Set problem: Reproduce exactly the line in which "Return a point for each instance of the gravel" occurs and all the lines after it, ending with the last line.

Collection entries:
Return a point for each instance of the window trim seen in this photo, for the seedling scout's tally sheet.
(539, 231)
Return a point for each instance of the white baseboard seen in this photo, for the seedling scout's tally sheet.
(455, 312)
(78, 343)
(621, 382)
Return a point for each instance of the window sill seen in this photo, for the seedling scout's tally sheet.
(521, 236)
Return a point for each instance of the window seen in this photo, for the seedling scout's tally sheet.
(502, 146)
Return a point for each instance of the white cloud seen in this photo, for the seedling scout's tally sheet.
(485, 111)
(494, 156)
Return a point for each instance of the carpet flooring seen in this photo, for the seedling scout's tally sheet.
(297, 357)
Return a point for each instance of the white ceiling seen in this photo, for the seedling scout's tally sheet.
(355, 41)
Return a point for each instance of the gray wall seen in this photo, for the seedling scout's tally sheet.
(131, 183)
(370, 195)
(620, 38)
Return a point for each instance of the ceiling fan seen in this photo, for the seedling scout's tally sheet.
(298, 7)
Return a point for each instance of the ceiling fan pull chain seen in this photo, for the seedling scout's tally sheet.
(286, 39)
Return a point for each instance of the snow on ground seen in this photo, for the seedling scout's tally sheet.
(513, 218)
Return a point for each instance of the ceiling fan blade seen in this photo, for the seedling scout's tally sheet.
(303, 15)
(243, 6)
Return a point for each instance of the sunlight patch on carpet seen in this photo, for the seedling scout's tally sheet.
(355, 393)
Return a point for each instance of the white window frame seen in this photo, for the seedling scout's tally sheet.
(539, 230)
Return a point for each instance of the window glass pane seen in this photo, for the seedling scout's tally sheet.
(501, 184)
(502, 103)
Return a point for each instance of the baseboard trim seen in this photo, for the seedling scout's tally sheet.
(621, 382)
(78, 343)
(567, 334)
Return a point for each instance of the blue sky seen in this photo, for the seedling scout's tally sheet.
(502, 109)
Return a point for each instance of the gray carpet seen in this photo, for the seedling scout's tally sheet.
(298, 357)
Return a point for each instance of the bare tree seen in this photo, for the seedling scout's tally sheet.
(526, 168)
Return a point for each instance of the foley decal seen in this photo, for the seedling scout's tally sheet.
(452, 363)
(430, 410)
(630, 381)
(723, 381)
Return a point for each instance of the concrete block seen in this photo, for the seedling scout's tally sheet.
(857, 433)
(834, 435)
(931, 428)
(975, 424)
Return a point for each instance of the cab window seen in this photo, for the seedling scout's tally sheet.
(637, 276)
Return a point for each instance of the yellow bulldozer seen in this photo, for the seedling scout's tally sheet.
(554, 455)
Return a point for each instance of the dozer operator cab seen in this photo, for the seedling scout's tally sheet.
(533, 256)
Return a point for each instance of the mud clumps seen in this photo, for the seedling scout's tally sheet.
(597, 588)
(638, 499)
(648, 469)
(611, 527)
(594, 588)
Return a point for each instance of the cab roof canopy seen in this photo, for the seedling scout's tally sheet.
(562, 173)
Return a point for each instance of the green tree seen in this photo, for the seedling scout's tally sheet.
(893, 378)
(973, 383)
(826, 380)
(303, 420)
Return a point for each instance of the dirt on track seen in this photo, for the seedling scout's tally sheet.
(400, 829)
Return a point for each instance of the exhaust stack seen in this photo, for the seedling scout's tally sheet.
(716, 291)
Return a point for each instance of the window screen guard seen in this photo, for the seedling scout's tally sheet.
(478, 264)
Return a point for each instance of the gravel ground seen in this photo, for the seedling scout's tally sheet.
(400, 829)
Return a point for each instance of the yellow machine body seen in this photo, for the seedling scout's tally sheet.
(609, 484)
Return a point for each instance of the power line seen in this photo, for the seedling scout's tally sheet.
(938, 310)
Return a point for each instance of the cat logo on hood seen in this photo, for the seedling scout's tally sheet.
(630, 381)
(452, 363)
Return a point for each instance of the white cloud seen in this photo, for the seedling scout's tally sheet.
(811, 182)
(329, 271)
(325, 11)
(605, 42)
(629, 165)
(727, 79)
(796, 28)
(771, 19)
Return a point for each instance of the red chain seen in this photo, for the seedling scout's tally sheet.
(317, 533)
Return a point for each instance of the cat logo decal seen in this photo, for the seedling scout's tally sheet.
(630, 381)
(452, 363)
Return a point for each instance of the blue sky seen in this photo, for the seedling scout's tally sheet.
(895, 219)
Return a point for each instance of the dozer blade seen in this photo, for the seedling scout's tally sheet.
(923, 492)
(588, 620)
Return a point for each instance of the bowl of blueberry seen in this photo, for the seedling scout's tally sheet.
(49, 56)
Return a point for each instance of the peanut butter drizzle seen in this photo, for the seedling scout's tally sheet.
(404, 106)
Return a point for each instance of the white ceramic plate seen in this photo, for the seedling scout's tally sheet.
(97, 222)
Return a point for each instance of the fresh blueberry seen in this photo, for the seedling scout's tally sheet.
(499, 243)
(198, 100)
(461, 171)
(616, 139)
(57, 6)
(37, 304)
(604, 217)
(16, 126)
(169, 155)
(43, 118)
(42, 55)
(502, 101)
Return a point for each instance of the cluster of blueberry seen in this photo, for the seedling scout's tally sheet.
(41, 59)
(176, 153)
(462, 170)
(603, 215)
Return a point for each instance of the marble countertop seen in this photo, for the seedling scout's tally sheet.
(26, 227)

Completed exercise:
Return a point for each instance of the gravel ground seen in this photo, for the seedling scout's tally sheet.
(400, 829)
Return a point for each instance of the yellow machine body seen in this photo, for the seedling scout's tally sheet.
(609, 484)
Return a point for each instance of the power line seen in this photo, for the seedling scout's tally sheet.
(938, 310)
Return a point for each instance of the cat logo on hood seen in this photo, for the seedling scout's tally sheet.
(630, 381)
(452, 363)
Return a point for each instance of the white cloud seen in this photo, for the seedling scout's tally sheet.
(811, 182)
(329, 271)
(325, 11)
(605, 42)
(629, 165)
(727, 79)
(796, 28)
(771, 19)
Return a point for each instance of the red chain seen in this photo, for the seedling scout's tally sheet.
(317, 533)
Return a point for each instance of the cat logo decal seen in this photo, for the seedling scout's tally sheet.
(630, 381)
(452, 363)
Return a point for each instance of the blue sky seen in this photo, for the seedling scout's tally sheet.
(895, 219)
Return a point for each instance of the dozer blade seen in this photo, for the seedling scout's tally sheet.
(923, 492)
(588, 620)
Return a point for each instance of the bowl of blueberry seen in this photo, for the seedling scout's tally sheet.
(49, 56)
Return a point for each instance of the peanut butter drizzle seen in this photo, for the seedling scout's tally sheet.
(404, 106)
Return a point for each instance of the white ceramic plate seen in this photo, for the seedling scout's tally sheet.
(97, 222)
Return a point for each instance of the fresh blueberry seen in this photo, for the seedling scout's tally sheet.
(499, 243)
(198, 100)
(461, 171)
(616, 139)
(57, 6)
(37, 304)
(604, 217)
(16, 126)
(169, 155)
(43, 118)
(42, 55)
(502, 101)
Return a point for each instance of the cluster of blueberry seen in this photo, for the seedling scout's tally sheet.
(41, 59)
(176, 153)
(462, 170)
(603, 215)
Return a point for each instance of the marble countertop seen in this photo, for the seedling scout's tally sheet.
(26, 227)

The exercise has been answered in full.